AIM OF THE TASK:
Exact copies are required of the lines from the line containing "Could you point to the pebble" through the final line of the listing, both included, and of no other lines.

RECORDED INFORMATION:
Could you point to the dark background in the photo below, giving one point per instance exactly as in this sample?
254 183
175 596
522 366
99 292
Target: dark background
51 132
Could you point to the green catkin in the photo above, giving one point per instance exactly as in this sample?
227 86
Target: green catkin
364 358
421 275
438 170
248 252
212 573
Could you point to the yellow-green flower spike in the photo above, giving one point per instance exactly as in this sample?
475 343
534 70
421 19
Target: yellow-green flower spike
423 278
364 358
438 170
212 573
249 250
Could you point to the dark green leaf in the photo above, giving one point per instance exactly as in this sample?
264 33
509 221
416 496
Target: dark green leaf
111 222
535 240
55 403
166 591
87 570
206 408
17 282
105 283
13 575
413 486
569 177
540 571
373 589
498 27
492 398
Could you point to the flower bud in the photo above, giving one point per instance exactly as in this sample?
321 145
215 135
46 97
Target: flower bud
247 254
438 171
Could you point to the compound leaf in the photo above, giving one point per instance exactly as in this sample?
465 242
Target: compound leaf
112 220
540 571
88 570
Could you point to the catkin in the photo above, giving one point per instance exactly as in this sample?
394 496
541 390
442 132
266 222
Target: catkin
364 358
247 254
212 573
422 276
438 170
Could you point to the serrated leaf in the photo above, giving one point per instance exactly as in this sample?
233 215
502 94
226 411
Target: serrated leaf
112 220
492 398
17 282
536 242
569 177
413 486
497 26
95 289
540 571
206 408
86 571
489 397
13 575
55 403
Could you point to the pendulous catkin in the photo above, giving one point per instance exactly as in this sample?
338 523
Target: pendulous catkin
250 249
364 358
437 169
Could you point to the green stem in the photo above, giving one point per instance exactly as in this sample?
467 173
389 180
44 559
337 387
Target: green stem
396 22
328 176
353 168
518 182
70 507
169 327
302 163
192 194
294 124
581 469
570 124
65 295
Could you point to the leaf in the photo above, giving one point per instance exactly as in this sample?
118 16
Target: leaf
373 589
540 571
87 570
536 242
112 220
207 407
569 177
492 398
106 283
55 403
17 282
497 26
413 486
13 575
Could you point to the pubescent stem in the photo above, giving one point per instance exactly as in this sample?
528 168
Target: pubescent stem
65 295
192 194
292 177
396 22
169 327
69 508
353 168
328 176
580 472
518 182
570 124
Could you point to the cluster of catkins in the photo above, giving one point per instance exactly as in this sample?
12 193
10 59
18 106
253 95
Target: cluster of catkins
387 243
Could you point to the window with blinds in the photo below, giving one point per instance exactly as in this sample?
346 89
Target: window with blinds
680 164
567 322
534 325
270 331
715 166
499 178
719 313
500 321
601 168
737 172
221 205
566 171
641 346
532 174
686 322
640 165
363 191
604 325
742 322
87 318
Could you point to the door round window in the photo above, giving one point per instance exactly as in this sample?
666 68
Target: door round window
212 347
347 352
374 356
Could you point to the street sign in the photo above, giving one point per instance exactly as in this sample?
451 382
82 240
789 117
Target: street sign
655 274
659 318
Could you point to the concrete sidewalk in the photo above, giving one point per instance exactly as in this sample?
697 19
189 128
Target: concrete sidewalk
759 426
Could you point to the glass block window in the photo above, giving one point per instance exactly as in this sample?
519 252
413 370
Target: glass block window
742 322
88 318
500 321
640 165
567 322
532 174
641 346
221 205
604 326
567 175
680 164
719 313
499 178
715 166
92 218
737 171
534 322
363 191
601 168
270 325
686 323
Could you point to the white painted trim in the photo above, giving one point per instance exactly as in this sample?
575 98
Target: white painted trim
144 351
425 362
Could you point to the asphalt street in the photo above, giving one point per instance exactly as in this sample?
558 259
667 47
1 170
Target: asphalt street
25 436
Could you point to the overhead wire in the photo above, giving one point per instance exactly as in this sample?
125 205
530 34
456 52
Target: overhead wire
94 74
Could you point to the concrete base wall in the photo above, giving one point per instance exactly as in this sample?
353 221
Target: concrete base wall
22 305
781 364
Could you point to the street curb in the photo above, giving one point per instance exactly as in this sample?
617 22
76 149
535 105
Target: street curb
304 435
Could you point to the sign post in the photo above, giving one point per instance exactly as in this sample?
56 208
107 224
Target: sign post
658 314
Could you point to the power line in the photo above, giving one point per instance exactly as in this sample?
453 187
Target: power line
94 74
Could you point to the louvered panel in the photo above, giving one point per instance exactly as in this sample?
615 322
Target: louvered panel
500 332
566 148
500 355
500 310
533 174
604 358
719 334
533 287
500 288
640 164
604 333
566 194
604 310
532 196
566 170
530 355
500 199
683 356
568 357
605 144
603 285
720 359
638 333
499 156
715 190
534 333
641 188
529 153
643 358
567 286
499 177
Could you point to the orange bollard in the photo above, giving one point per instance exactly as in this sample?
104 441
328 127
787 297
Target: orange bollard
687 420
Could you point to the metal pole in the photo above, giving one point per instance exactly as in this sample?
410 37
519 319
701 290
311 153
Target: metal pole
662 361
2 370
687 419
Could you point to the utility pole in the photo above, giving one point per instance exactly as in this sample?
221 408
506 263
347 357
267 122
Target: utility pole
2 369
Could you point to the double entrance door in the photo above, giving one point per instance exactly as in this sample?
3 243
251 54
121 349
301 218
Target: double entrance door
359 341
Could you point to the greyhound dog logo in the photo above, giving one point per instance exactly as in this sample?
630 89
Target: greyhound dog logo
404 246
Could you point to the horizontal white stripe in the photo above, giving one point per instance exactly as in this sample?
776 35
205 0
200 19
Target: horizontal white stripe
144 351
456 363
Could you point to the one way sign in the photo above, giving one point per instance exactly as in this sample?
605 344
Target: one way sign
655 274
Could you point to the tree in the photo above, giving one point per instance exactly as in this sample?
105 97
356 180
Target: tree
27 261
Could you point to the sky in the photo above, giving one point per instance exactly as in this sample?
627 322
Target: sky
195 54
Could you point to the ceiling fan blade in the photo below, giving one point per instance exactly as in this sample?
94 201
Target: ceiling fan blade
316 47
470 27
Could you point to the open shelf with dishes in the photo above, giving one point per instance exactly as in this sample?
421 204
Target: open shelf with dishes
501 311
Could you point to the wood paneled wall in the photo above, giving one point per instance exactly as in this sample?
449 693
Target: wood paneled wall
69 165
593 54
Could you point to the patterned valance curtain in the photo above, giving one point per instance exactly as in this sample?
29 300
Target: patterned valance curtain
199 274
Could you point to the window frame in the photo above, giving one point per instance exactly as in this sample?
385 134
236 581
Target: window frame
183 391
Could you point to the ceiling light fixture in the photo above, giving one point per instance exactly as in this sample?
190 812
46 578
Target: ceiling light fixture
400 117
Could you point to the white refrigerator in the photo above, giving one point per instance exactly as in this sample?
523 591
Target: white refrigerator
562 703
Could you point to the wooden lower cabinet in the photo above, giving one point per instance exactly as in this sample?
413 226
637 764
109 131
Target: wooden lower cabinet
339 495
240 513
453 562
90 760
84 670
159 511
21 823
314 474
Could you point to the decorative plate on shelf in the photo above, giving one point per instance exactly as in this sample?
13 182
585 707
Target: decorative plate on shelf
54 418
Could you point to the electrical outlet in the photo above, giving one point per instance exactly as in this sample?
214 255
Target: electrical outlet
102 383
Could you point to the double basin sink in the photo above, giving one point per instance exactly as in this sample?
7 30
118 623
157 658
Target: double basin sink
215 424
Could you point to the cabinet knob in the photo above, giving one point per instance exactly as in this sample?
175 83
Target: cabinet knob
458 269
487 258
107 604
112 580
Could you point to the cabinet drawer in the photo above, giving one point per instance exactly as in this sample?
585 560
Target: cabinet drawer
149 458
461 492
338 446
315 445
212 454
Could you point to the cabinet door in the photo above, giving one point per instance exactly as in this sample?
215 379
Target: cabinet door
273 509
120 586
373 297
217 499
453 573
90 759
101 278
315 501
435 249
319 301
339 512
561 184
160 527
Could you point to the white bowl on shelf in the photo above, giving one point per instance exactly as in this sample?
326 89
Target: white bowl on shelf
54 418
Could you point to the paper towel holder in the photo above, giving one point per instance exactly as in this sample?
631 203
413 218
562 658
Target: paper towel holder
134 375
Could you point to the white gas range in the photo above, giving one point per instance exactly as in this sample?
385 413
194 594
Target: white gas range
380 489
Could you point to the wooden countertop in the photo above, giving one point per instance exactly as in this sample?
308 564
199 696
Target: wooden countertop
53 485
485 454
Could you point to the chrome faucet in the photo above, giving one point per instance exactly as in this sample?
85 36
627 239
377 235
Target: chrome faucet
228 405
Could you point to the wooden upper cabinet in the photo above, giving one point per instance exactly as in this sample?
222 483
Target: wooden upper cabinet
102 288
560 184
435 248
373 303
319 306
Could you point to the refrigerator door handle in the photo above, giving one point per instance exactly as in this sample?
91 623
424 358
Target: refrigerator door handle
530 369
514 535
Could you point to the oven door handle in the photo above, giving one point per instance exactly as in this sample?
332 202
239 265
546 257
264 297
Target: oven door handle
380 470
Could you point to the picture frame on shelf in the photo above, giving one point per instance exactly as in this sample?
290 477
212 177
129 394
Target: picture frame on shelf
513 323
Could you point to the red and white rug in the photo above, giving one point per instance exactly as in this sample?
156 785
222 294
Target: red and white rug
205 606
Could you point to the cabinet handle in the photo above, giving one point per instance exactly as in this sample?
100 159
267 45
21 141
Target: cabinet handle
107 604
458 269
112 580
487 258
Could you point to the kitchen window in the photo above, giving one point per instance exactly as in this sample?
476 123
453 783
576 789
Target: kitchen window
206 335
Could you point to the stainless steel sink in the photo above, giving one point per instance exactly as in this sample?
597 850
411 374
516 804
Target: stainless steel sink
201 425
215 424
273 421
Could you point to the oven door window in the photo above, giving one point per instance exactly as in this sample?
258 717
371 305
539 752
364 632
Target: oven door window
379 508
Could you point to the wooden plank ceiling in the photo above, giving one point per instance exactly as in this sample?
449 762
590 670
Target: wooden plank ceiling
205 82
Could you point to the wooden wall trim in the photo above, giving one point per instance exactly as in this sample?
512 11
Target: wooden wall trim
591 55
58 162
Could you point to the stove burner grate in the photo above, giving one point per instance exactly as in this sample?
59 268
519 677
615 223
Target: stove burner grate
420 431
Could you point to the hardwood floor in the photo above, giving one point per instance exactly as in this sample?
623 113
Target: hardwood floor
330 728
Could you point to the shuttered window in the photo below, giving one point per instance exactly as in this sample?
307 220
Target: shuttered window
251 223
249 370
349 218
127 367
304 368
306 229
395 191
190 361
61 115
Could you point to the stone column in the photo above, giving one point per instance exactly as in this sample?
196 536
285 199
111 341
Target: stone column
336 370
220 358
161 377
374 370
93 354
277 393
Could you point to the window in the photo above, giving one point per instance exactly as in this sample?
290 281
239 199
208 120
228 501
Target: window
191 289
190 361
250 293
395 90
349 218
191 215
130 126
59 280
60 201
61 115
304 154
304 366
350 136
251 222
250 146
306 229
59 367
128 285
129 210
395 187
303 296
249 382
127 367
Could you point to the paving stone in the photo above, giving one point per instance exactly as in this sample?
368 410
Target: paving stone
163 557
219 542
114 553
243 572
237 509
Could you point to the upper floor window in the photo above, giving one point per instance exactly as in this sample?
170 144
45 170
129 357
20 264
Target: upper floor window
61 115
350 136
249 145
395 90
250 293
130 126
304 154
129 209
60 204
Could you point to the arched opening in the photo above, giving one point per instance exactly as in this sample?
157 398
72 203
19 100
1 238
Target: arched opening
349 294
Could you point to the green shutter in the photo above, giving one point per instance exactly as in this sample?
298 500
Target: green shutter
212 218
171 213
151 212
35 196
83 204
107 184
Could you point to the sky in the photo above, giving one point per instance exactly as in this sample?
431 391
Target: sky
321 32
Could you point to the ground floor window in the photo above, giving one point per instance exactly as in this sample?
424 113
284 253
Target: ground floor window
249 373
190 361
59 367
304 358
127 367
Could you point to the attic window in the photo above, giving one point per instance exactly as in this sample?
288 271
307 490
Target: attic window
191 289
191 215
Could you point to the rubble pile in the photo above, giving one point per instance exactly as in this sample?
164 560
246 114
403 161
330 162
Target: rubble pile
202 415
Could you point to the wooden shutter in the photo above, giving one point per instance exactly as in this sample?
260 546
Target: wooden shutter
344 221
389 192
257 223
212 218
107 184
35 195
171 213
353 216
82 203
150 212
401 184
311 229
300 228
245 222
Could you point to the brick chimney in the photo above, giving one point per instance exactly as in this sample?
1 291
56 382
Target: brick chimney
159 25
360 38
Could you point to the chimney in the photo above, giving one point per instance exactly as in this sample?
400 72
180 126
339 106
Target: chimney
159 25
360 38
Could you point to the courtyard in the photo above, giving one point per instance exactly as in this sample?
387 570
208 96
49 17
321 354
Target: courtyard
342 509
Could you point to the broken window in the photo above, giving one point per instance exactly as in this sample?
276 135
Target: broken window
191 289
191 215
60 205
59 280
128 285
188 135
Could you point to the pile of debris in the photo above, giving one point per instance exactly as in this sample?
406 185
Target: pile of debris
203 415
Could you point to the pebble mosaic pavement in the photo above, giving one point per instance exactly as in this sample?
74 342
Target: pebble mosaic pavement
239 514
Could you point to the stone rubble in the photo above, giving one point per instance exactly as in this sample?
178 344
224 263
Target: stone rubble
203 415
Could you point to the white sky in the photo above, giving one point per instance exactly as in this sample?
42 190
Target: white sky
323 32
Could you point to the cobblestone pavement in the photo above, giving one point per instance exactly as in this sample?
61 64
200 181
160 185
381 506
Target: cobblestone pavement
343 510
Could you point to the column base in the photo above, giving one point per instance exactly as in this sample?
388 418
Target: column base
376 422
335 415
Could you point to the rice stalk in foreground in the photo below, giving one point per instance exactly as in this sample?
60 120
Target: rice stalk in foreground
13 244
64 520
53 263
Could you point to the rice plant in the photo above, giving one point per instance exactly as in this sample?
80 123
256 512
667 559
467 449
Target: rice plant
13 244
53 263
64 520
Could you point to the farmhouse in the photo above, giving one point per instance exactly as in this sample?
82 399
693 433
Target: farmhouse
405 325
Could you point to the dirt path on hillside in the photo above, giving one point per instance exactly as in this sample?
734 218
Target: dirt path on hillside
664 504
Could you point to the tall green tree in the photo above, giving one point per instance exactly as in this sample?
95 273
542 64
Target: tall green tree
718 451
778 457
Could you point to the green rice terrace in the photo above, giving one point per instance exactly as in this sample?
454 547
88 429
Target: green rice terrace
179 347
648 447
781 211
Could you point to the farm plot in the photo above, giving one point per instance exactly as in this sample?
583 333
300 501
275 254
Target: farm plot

SOLUTION:
Could you point to the pebble mosaic pavement in the photo above, giving one point per instance exactly as in this sample?
74 342
Target: pebble mosaic pavement
239 514
Could you point to the stone rubble in the photo above, giving one point per instance exactly as in this sample?
178 344
224 263
Target: stone rubble
203 415
Could you point to the white sky in the photo above, giving one point per instance exactly as in this sample?
42 190
Target: white sky
323 32
Could you point to the cobblestone pavement in the photo above, giving one point per instance exactly as in this sample?
61 64
200 181
160 185
381 506
Target: cobblestone pavement
343 510
Could you point to the column base in the photo above, giving one point per instance exactly as in this sample?
388 418
Target: column base
376 422
335 415
Could you point to the rice stalk in foreground in the photo below, giving one point per instance exactly as in this sample?
60 120
Target: rice stalk in foreground
13 244
64 520
53 263
Could you point to the rice plant in the photo above, giving one point per instance exactly as in this sample?
80 123
256 512
667 559
467 449
Target: rice plant
13 244
53 263
64 520
Could you point to the farmhouse in the photo above, giving one point per instance exactly as in this sample?
82 399
693 433
Target: farmhouse
405 325
Could you point to the dirt path on hillside in the photo above, giving one point per instance exactly as in this sample?
734 218
Target: dirt path on hillside
664 504
Could you point to the tall green tree in the photo above, giving one point per instance exactly as in this sample?
95 273
542 64
Target: tall green tree
718 451
778 457
Could you point to the green rice terrace in the photo above, giving one point per instance exactly as in this sample?
454 547
88 429
Target: green rice terrace
179 347
648 447
781 211
Could you point to the farm plot in the photo above, giving one point per instance exactly as in this sample?
583 333
300 501
275 254
Target: farm plot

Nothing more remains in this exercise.